» **AIM**: Render all the records below as a Markdown table with the columns No. and Line. Number each line in order and leave out blank lines.

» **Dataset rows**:
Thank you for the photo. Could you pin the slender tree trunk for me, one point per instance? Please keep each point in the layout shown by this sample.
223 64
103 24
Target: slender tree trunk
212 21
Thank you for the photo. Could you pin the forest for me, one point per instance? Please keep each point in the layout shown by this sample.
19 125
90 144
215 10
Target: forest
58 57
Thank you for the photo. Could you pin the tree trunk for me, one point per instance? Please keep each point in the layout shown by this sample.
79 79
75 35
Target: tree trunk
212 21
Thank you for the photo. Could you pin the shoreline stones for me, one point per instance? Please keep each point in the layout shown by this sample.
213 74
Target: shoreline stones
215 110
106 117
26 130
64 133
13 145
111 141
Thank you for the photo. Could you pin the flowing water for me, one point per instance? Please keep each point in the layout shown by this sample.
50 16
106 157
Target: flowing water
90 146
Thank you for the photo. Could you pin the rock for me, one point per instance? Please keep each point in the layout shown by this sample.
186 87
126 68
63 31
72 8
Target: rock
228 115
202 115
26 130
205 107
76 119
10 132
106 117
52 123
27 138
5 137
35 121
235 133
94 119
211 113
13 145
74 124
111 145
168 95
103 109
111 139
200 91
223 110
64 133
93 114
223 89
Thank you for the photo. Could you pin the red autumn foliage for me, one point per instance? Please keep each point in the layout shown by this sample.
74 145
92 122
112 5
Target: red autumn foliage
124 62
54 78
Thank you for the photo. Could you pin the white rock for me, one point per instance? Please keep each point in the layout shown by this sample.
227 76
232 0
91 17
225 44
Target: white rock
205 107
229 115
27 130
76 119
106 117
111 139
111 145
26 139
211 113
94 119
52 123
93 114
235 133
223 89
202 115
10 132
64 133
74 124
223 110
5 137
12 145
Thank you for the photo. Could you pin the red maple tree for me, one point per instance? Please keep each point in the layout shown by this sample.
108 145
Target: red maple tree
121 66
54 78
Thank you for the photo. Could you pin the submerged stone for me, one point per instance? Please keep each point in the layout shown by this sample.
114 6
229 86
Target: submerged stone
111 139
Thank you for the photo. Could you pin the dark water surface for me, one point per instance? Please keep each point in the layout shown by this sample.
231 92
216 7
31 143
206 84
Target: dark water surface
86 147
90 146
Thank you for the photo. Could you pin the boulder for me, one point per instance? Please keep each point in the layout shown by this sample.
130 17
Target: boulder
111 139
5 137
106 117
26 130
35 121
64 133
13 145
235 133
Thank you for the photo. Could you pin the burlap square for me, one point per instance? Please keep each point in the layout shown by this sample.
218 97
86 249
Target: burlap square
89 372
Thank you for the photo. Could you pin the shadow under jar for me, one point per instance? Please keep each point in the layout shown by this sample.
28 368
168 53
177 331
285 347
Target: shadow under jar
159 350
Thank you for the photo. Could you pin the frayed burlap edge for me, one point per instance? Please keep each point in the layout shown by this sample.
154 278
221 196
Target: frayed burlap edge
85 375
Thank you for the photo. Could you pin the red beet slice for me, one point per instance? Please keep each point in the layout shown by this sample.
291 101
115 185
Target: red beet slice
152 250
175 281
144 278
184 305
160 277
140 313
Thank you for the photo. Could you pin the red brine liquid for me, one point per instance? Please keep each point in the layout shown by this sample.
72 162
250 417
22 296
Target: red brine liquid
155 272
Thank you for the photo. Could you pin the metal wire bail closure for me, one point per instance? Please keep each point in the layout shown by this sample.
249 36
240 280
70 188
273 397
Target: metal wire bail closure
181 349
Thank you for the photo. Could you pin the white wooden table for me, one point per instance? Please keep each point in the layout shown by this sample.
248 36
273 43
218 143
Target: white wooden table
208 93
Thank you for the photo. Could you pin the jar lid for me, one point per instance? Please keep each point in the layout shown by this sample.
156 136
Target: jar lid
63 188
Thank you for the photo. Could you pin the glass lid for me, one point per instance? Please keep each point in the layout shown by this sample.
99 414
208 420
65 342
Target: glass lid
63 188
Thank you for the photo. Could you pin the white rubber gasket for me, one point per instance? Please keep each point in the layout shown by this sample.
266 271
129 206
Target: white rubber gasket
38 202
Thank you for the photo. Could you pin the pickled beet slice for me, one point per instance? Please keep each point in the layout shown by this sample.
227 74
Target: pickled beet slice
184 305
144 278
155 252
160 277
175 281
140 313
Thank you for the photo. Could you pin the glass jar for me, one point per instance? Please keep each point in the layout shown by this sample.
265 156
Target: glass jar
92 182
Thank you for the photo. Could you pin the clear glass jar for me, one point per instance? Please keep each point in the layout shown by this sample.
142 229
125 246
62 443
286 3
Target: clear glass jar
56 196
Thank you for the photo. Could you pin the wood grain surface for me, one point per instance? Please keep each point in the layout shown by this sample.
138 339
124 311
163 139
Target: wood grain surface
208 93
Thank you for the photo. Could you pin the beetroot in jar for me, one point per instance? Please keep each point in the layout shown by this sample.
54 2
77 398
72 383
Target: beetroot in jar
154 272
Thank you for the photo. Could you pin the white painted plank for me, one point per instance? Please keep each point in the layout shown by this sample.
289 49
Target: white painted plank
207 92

» **PROBLEM SOLUTION**:
| No. | Line |
|---|---|
| 1 | Thank you for the photo. Could you pin the slender tree trunk for me, one point per instance? Please keep each point in the layout shown by this sample. |
| 2 | 223 64 |
| 3 | 103 24 |
| 4 | Target: slender tree trunk |
| 5 | 212 21 |
| 6 | Thank you for the photo. Could you pin the forest for me, one point per instance? Please keep each point in the layout shown by this sample. |
| 7 | 19 125 |
| 8 | 90 144 |
| 9 | 215 10 |
| 10 | Target: forest |
| 11 | 58 57 |
| 12 | Thank you for the photo. Could you pin the tree trunk for me, one point per instance? Please keep each point in the layout shown by this sample. |
| 13 | 79 79 |
| 14 | 75 35 |
| 15 | Target: tree trunk |
| 16 | 212 21 |
| 17 | Thank you for the photo. Could you pin the shoreline stones for me, one point per instance? Please keep each point in the layout shown by this sample. |
| 18 | 213 74 |
| 19 | Target: shoreline stones |
| 20 | 215 110 |
| 21 | 106 117 |
| 22 | 26 130 |
| 23 | 64 133 |
| 24 | 13 145 |
| 25 | 111 141 |
| 26 | Thank you for the photo. Could you pin the flowing water for me, one point per instance? Please keep each point in the layout shown by this sample. |
| 27 | 50 16 |
| 28 | 106 157 |
| 29 | Target: flowing water |
| 30 | 90 146 |
| 31 | Thank you for the photo. Could you pin the rock for me, one point per instance? Please keep each point in the layout shown by this sample. |
| 32 | 186 87 |
| 33 | 126 68 |
| 34 | 63 31 |
| 35 | 72 8 |
| 36 | Target: rock |
| 37 | 228 115 |
| 38 | 202 115 |
| 39 | 26 130 |
| 40 | 205 107 |
| 41 | 76 119 |
| 42 | 10 132 |
| 43 | 106 117 |
| 44 | 52 123 |
| 45 | 27 138 |
| 46 | 5 137 |
| 47 | 35 121 |
| 48 | 235 133 |
| 49 | 94 119 |
| 50 | 211 113 |
| 51 | 13 145 |
| 52 | 74 124 |
| 53 | 111 145 |
| 54 | 168 95 |
| 55 | 103 109 |
| 56 | 111 139 |
| 57 | 200 91 |
| 58 | 223 110 |
| 59 | 64 133 |
| 60 | 93 114 |
| 61 | 223 89 |
| 62 | Thank you for the photo. Could you pin the red autumn foliage for me, one point per instance? Please keep each point in the layout shown by this sample. |
| 63 | 74 145 |
| 64 | 92 122 |
| 65 | 112 5 |
| 66 | Target: red autumn foliage |
| 67 | 124 62 |
| 68 | 54 78 |
| 69 | Thank you for the photo. Could you pin the white rock for me, one point per instance? Please keep each point in the layout shown by this sample. |
| 70 | 227 76 |
| 71 | 232 0 |
| 72 | 91 17 |
| 73 | 225 44 |
| 74 | Target: white rock |
| 75 | 205 107 |
| 76 | 229 115 |
| 77 | 27 130 |
| 78 | 76 119 |
| 79 | 106 117 |
| 80 | 111 139 |
| 81 | 111 145 |
| 82 | 26 139 |
| 83 | 211 113 |
| 84 | 94 119 |
| 85 | 52 123 |
| 86 | 93 114 |
| 87 | 235 133 |
| 88 | 223 89 |
| 89 | 202 115 |
| 90 | 10 132 |
| 91 | 64 133 |
| 92 | 74 124 |
| 93 | 223 110 |
| 94 | 5 137 |
| 95 | 12 145 |
| 96 | Thank you for the photo. Could you pin the red maple tree for me, one point per instance? Please keep each point in the layout shown by this sample. |
| 97 | 108 145 |
| 98 | Target: red maple tree |
| 99 | 121 66 |
| 100 | 54 78 |
| 101 | Thank you for the photo. Could you pin the submerged stone for me, one point per instance? Please keep each point in the layout shown by this sample. |
| 102 | 114 6 |
| 103 | 229 86 |
| 104 | Target: submerged stone |
| 105 | 111 139 |
| 106 | Thank you for the photo. Could you pin the dark water surface for me, one point per instance? Please keep each point in the layout shown by this sample. |
| 107 | 231 92 |
| 108 | 216 7 |
| 109 | 31 143 |
| 110 | 206 84 |
| 111 | Target: dark water surface |
| 112 | 86 147 |
| 113 | 90 146 |
| 114 | Thank you for the photo. Could you pin the boulder for me, one point per instance? Please keep each point in the layout shown by this sample. |
| 115 | 130 17 |
| 116 | Target: boulder |
| 117 | 111 139 |
| 118 | 5 137 |
| 119 | 106 117 |
| 120 | 26 130 |
| 121 | 35 121 |
| 122 | 64 133 |
| 123 | 13 145 |
| 124 | 235 133 |
| 125 | Thank you for the photo. Could you pin the burlap square for me, one point per instance? Please keep each point in the layout shown by this sample. |
| 126 | 218 97 |
| 127 | 86 249 |
| 128 | Target: burlap square |
| 129 | 89 372 |
| 130 | Thank you for the photo. Could you pin the shadow under jar for me, one point per instance? Please keep each point in the layout shown by this sample. |
| 131 | 28 368 |
| 132 | 168 53 |
| 133 | 177 331 |
| 134 | 285 347 |
| 135 | Target: shadow under jar |
| 136 | 159 350 |
| 137 | Thank you for the photo. Could you pin the frayed burlap edge for me, one point per instance? Please keep each point in the layout shown by this sample. |
| 138 | 154 278 |
| 139 | 221 196 |
| 140 | Target: frayed burlap edge |
| 141 | 85 375 |
| 142 | Thank you for the photo. Could you pin the red beet slice for me, one point per instance? Please keep each point in the layout shown by this sample. |
| 143 | 291 101 |
| 144 | 115 185 |
| 145 | Target: red beet slice |
| 146 | 152 250 |
| 147 | 175 281 |
| 148 | 144 278 |
| 149 | 184 305 |
| 150 | 160 277 |
| 151 | 140 313 |
| 152 | Thank you for the photo. Could you pin the red brine liquid for me, one point per instance? Please keep each point in the layout shown by this sample. |
| 153 | 72 162 |
| 154 | 250 417 |
| 155 | 22 296 |
| 156 | Target: red brine liquid |
| 157 | 155 272 |
| 158 | Thank you for the photo. Could you pin the metal wire bail closure for me, one point per instance? Please keep each point in the layout shown by this sample. |
| 159 | 249 36 |
| 160 | 240 280 |
| 161 | 70 188 |
| 162 | 273 397 |
| 163 | Target: metal wire bail closure |
| 164 | 181 349 |
| 165 | Thank you for the photo. Could you pin the white wooden table for me, one point per instance? Please keep each point in the layout shown by this sample. |
| 166 | 248 36 |
| 167 | 273 43 |
| 168 | 218 143 |
| 169 | Target: white wooden table |
| 170 | 208 93 |
| 171 | Thank you for the photo. Could you pin the jar lid for me, one point per instance? Please keep each point in the layout shown by this sample. |
| 172 | 156 136 |
| 173 | Target: jar lid |
| 174 | 63 188 |
| 175 | Thank you for the photo. Could you pin the glass lid for me, one point per instance? Please keep each point in the layout shown by this sample. |
| 176 | 99 414 |
| 177 | 208 420 |
| 178 | 65 342 |
| 179 | Target: glass lid |
| 180 | 63 188 |
| 181 | Thank you for the photo. Could you pin the white rubber gasket for me, one point per instance? Please keep each point in the layout shown by this sample. |
| 182 | 266 271 |
| 183 | 129 206 |
| 184 | Target: white rubber gasket |
| 185 | 38 202 |
| 186 | Thank you for the photo. Could you pin the pickled beet slice for me, one point per instance? Please keep each point in the layout shown by this sample. |
| 187 | 227 74 |
| 188 | Target: pickled beet slice |
| 189 | 184 305 |
| 190 | 144 278 |
| 191 | 155 252 |
| 192 | 160 277 |
| 193 | 175 281 |
| 194 | 140 313 |
| 195 | Thank you for the photo. Could you pin the glass jar for me, one point per instance? Please keep each point in the layout shown by this sample. |
| 196 | 265 156 |
| 197 | Target: glass jar |
| 198 | 92 182 |
| 199 | Thank you for the photo. Could you pin the clear glass jar for me, one point per instance? Please keep each point in the layout shown by this sample. |
| 200 | 142 229 |
| 201 | 125 246 |
| 202 | 62 443 |
| 203 | 286 3 |
| 204 | Target: clear glass jar |
| 205 | 56 196 |
| 206 | Thank you for the photo. Could you pin the wood grain surface for me, one point per instance? Please keep each point in the layout shown by this sample. |
| 207 | 138 339 |
| 208 | 124 311 |
| 209 | 163 139 |
| 210 | Target: wood grain surface |
| 211 | 208 93 |
| 212 | Thank you for the photo. Could you pin the beetroot in jar for me, one point per instance? Please keep each point in the layout shown by this sample. |
| 213 | 54 2 |
| 214 | 77 398 |
| 215 | 72 383 |
| 216 | Target: beetroot in jar |
| 217 | 154 272 |
| 218 | Thank you for the photo. Could you pin the white painted plank for me, one point per instance? Please keep each point in the layout shown by this sample. |
| 219 | 289 49 |
| 220 | Target: white painted plank |
| 221 | 207 92 |